+++ TEXT SEGMENT +++
Extension of efficacy range for targeted malaria-elimination interventions due to spillover effects

Global efforts towards malaria eradication have plateaued despite renewed attention. Southern Africa, particularly the Elimination Eight Initiative, aims for malaria elimination by 2030. However, the annual number of malaria cases has slightly increased, and mortality rates remain nearly unchanged. The ideal intervention would not only prevent disease in recipients but also prevent onward transmission to nearby individuals through "spillover effects." Previous research has shown spillover effects for various interventions, including mass drug administration, insecticide-treated bed nets, and indoor residual spraying. However, these studies had limitations, such as lack of randomization or focus on high-transmission settings. This study addresses the need to estimate spillover effects in low-transmission settings approaching elimination using data from a cluster-randomized trial in Namibia that tested reactive, focal chemoprevention and vector control interventions.

Existing literature demonstrates varying degrees of spillover effects from malaria interventions. Studies from the 1990s estimated spillover effects from community-wide insecticide-treated bed net distributions, but these might differ due to changes in coverage, insecticide resistance, and mosquito behavior. A more recent study of indoor residual spraying lacked randomization and might suffer from confounding. No previous studies have quantified spillover effects of interventions designed for low-transmission settings approaching elimination. Accounting for spillover effects is crucial because it can substantially improve the cost-effectiveness of interventions, a key factor considering the projected increased cost of elimination and eradication efforts compared to existing control programs.

This study re-analyzed data from a previously reported cluster-randomized trial in the Zambezi region of Namibia (2017). The trial used a two-by-two factorial design, randomizing 56 clusters to four arms: (1) reactive case detection (RACD), (2) reactive focal mass drug administration (rfMDA) only, (3) RACD and reactive vector control (RAVC), and (4) rfMDA and RAVC. Interventions were delivered within 500 m of confirmed malaria cases. The re-analysis restructured the data into analytic cohorts mimicking a ring trial design to measure spillover effects. Each cohort included individuals within 1 km of index cases, with different follow-up periods for direct and spillover effects. Malaria incidence was the primary outcome, while prevalence and seroprevalence were secondary outcomes. Hierarchical targeted maximum likelihood estimation (TMLE), a doubly robust method, was used to estimate effects, adjusting for potential confounders using ensemble machine learning. Sensitivity analyses were conducted to assess robustness. Cost-effectiveness was evaluated using incremental cost-effectiveness ratios (ICERs).

The re-analysis revealed limited evidence of direct effects of any intervention on malaria incidence among recipients within 500 m. However, there was strong evidence of spillover effects from the combined chemoprevention and vector control intervention. Specifically, within 1 km of index cases, the combined intervention reduced malaria incidence by 43% (95% CI, 21–58%). Within 3 km, it reduced infection prevalence by 79% (6–95%) and seroprevalence by 34% (20–45%). Spillover effects were more pronounced in areas with lower pre-trial malaria incidence and favorable weather conditions for mosquito breeding. Analyses of prevalence showed stronger spillover effects for chemoprevention (72% reduction) and the combined intervention (79% reduction) among non-recipients within 3 km of interventions. Subgroup analyses indicated stronger effects closer to interventions. Cost-effectiveness analyses showed that accounting for spillover effects increased the cost-effectiveness of the combined intervention by 42%. There was no evidence of contamination between clusters.
+++
**TASK SET:**
[a] Summarize the malaria study summary in two sentences.
[b] According to the malaria study summary, by how much did the combined intervention reduce malaria incidence within 1 km of index cases?
[c] Continue the malaria study summary from the point where it stops.
+++ EXCERPTED RECORDS +++
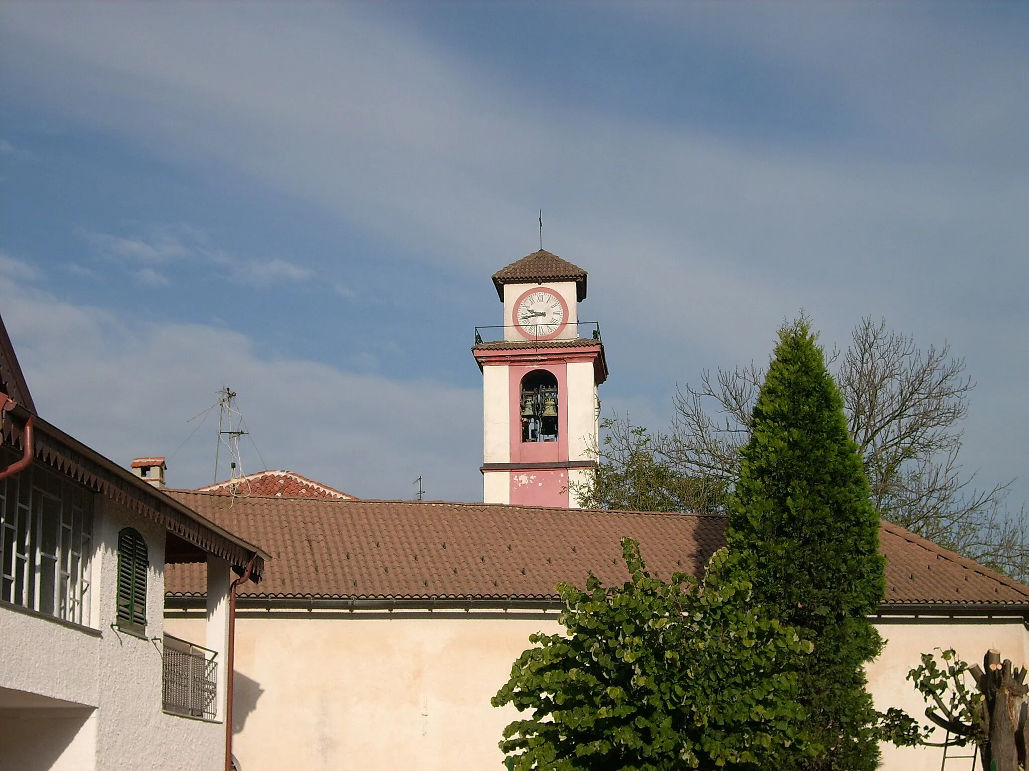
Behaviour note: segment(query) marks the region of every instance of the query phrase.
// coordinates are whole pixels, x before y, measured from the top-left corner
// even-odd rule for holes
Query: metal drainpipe
[[[9,412],[14,409],[14,401],[6,394],[0,394],[0,415],[4,412]],[[32,457],[34,454],[34,447],[32,441],[32,427],[35,424],[35,417],[29,415],[29,418],[25,421],[25,430],[22,433],[22,460],[15,461],[10,466],[8,466],[3,471],[0,471],[0,479],[6,479],[11,474],[16,474],[20,471],[24,471],[29,468],[29,464],[32,463]]]
[[[228,587],[228,656],[225,665],[228,667],[228,676],[225,678],[225,771],[233,771],[233,682],[235,677],[234,661],[236,656],[236,587],[250,580],[250,572],[253,570],[254,554],[247,562],[247,568]]]

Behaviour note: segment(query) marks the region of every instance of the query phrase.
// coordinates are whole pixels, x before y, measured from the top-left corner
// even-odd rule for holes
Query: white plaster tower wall
[[[483,367],[483,463],[510,463],[509,390],[507,367]]]
[[[568,460],[593,461],[597,448],[597,381],[593,362],[569,362]]]
[[[505,366],[483,367],[483,463],[506,464],[510,447],[510,377]],[[483,503],[510,503],[510,472],[483,472]]]

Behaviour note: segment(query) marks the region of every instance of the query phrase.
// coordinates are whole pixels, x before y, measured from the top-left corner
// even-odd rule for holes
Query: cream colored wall
[[[886,711],[889,707],[899,707],[915,718],[920,724],[925,719],[925,701],[915,692],[908,672],[921,663],[923,653],[938,653],[934,649],[953,648],[958,656],[969,664],[982,662],[983,654],[989,649],[1000,651],[1002,659],[1010,659],[1016,666],[1029,662],[1029,633],[1021,620],[1016,623],[909,623],[877,624],[880,634],[886,640],[879,658],[867,668],[868,690],[876,701],[876,708]],[[970,681],[969,681],[970,682]],[[936,731],[933,741],[943,739],[943,731]],[[970,755],[970,750],[952,750]],[[943,749],[938,747],[895,747],[883,745],[885,771],[938,771]],[[948,761],[948,769],[951,769]],[[953,762],[953,768],[967,769],[970,761]]]
[[[497,742],[518,712],[490,706],[534,631],[556,616],[241,612],[237,622],[235,754],[246,771],[281,768],[420,771],[497,769]],[[168,619],[202,633],[203,617]],[[921,718],[904,678],[922,652],[955,647],[967,661],[989,648],[1024,664],[1021,623],[878,624],[887,645],[868,667],[876,706]],[[884,771],[936,771],[941,750],[883,748]]]
[[[506,366],[483,367],[483,463],[510,463],[509,391]]]
[[[500,771],[497,742],[518,711],[490,698],[529,634],[559,630],[556,616],[395,616],[238,617],[234,741],[246,771]]]
[[[0,688],[86,706],[100,703],[99,636],[0,607]]]
[[[117,540],[127,526],[146,540],[150,563],[143,636],[114,626]],[[94,535],[91,626],[99,635],[0,608],[0,687],[30,699],[26,704],[45,697],[87,707],[56,702],[46,708],[0,709],[0,734],[6,737],[0,769],[222,768],[220,724],[166,714],[162,708],[165,528],[98,498]],[[204,644],[203,617],[200,636],[189,639]]]
[[[504,339],[525,339],[521,334],[519,334],[519,331],[511,326],[514,324],[514,303],[518,302],[518,298],[521,297],[527,290],[535,289],[537,287],[557,292],[564,298],[565,305],[568,306],[568,318],[565,320],[566,326],[561,334],[558,335],[557,339],[564,340],[578,337],[578,328],[575,326],[575,323],[578,321],[578,290],[576,289],[575,282],[563,281],[543,282],[541,284],[504,284]]]
[[[103,499],[98,506],[101,563],[94,603],[100,616],[97,768],[104,771],[217,771],[224,767],[222,724],[163,711],[165,528]],[[149,552],[145,637],[113,628],[117,596],[117,535],[135,527]],[[200,636],[190,637],[204,645]],[[66,663],[66,666],[68,664]]]
[[[0,709],[0,771],[84,771],[96,756],[93,709]]]
[[[593,362],[569,362],[568,460],[592,461],[597,448],[597,384]]]

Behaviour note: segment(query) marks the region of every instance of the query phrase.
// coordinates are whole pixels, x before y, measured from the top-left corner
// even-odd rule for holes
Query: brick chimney
[[[168,464],[164,457],[134,457],[132,462],[132,473],[157,489],[165,486],[167,469]]]

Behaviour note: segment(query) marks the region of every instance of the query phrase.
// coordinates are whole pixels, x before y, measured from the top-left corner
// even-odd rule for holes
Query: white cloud
[[[171,233],[159,233],[151,238],[126,238],[94,232],[83,234],[97,254],[108,259],[159,265],[192,256],[191,251]]]
[[[433,497],[482,500],[477,392],[265,359],[237,332],[130,323],[14,283],[0,306],[40,414],[118,464],[170,455],[228,383],[271,468],[368,498],[410,498],[423,475]],[[172,485],[212,480],[215,431],[170,460]],[[249,444],[243,457],[260,469]]]
[[[1006,399],[982,402],[969,447],[1024,466],[1008,419],[1029,397],[1012,354],[1029,322],[1024,28],[780,7],[675,6],[659,24],[832,95],[803,107],[838,110],[833,136],[777,144],[539,100],[371,6],[8,5],[0,50],[63,117],[187,169],[236,170],[422,269],[489,276],[535,248],[542,206],[545,246],[591,271],[582,313],[605,321],[612,374],[619,339],[638,377],[670,383],[760,360],[801,306],[826,340],[868,313],[949,338]],[[282,269],[219,254],[204,259],[235,281]]]
[[[167,286],[171,282],[152,265],[192,262],[221,272],[229,281],[251,286],[269,286],[277,281],[304,282],[314,271],[280,258],[248,259],[234,256],[213,247],[203,231],[188,225],[161,225],[149,228],[146,235],[126,237],[109,233],[81,231],[98,257],[128,263],[144,264],[134,271],[136,278],[149,286]]]
[[[136,279],[140,284],[148,287],[167,287],[171,284],[164,273],[158,273],[152,267],[144,267],[136,271]]]
[[[307,281],[314,277],[314,271],[286,260],[246,260],[228,263],[233,276],[239,281],[263,286],[279,279],[287,281]]]
[[[335,284],[332,285],[332,291],[347,300],[352,300],[355,297],[357,297],[357,292],[348,287],[342,281],[338,281]]]
[[[39,279],[39,271],[28,262],[0,252],[0,276],[11,280],[36,281]]]

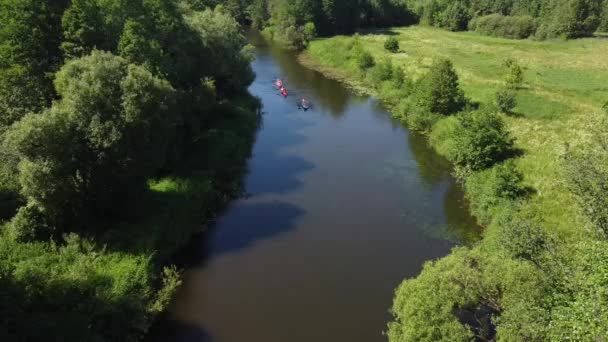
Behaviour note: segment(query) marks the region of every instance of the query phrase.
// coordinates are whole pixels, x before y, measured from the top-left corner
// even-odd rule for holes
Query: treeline
[[[405,0],[420,23],[507,38],[591,36],[608,31],[606,0]]]
[[[303,48],[315,34],[415,23],[523,39],[579,38],[608,31],[606,0],[194,0],[222,5],[241,23]],[[306,25],[308,24],[308,29]]]
[[[585,238],[564,239],[530,205],[535,189],[518,166],[524,151],[517,148],[504,120],[513,115],[526,83],[524,67],[505,60],[498,70],[504,78],[494,101],[475,103],[449,60],[436,58],[414,79],[394,59],[374,57],[363,41],[355,35],[316,42],[309,54],[372,89],[397,118],[428,136],[433,148],[454,164],[471,212],[485,227],[480,242],[425,264],[419,276],[399,286],[389,340],[604,338],[608,103],[590,132],[591,144],[563,156],[565,172],[560,176],[590,221],[588,231],[581,229]],[[390,53],[401,51],[393,37],[384,47]]]
[[[314,36],[351,34],[368,27],[415,23],[403,0],[195,0],[221,5],[243,24],[266,29],[295,48]]]
[[[0,4],[0,339],[136,340],[161,265],[238,192],[239,23],[197,1]]]

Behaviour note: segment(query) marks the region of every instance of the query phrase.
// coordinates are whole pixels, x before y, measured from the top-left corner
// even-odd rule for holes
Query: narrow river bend
[[[153,340],[374,342],[393,292],[476,234],[449,165],[379,102],[259,37],[264,105],[245,186],[192,243],[196,262]],[[290,97],[273,88],[285,77]],[[306,97],[314,110],[298,111]]]

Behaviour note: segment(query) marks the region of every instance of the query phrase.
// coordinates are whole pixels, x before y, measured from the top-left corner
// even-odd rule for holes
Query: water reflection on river
[[[259,42],[258,42],[259,43]],[[395,287],[476,233],[449,165],[374,99],[258,46],[246,189],[204,237],[153,340],[383,341]],[[274,77],[291,93],[280,97]],[[298,111],[310,99],[314,111]],[[162,333],[160,332],[162,330]]]

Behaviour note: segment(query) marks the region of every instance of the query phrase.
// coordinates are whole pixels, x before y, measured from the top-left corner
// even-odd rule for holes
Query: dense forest
[[[297,49],[416,23],[571,39],[608,31],[608,1],[4,0],[0,22],[0,339],[133,341],[180,285],[171,255],[240,195],[260,106],[243,25]],[[410,75],[359,35],[342,47],[336,65],[429,137],[487,227],[403,283],[390,340],[605,338],[608,119],[554,158],[584,228],[552,230],[505,123],[525,66],[501,61],[480,103],[449,59]]]
[[[608,31],[605,0],[199,0],[303,48],[314,35],[415,23],[507,38],[577,38]]]
[[[0,4],[1,340],[141,338],[168,257],[238,195],[252,56],[195,5]]]
[[[484,227],[481,241],[397,289],[390,341],[608,336],[605,52],[598,38],[513,41],[421,26],[316,40],[304,52],[425,136]]]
+++
**ANSWER SECTION:**
[a] Using data from a cluster-randomized trial in Namibia's Zambezi region, this study estimated spillover effects of reactive chemoprevention and vector control interventions in a low-transmission setting approaching malaria elimination. It found limited evidence of direct effects on recipients but strong spillover effects from the combined intervention, which cut malaria incidence by 43% within 1 km of index cases and made the combined intervention 42% more cost-effective once spillover was counted.

[b] It reduced malaria incidence by 43% (95% CI, 21–58%).

[c]
This study demonstrates that a combined reactive, focal chemoprevention and vector control intervention can have substantial spillover effects, extending the reach of its impact beyond the targeted areas. The synergistic effect of reducing parasite reservoirs in both humans and mosquitoes likely explains the observed spillover. The stronger spillover effects observed in low-transmission areas suggest that this strategy may be particularly effective in settings approaching malaria elimination. The findings highlight the importance of considering spillover effects when evaluating and planning malaria interventions, particularly in the context of elimination efforts. The observed gender disparity in spillover effects, particularly for chemoprevention, requires further investigation to explore potential behavioral factors influencing malaria risk. The study highlights the potential for interventions to prevent transmission to others. Although the study suggests there may be a delay between interventions and the effect on incidence, this is consistent with the time required for mosquito incubation.

This re-analysis provides strong evidence for the significant spillover effects of a combined reactive, focal chemoprevention and vector control intervention for malaria. The increased cost-effectiveness when accounting for these spillover effects underscores the importance of considering indirect benefits in intervention design and resource allocation. Future research should investigate the optimal intervention timing and strategies to maximize spillover effects in various transmission settings and populations.

The study's limited sample size, particularly for direct effects analyses, could have reduced statistical power and increased the risk of type II error. The study was conducted in a low-transmission region, so findings may not be generalizable to all settings. Potential outcome dependence due to overlapping cohorts was addressed through analytical adjustments but remains a potential concern.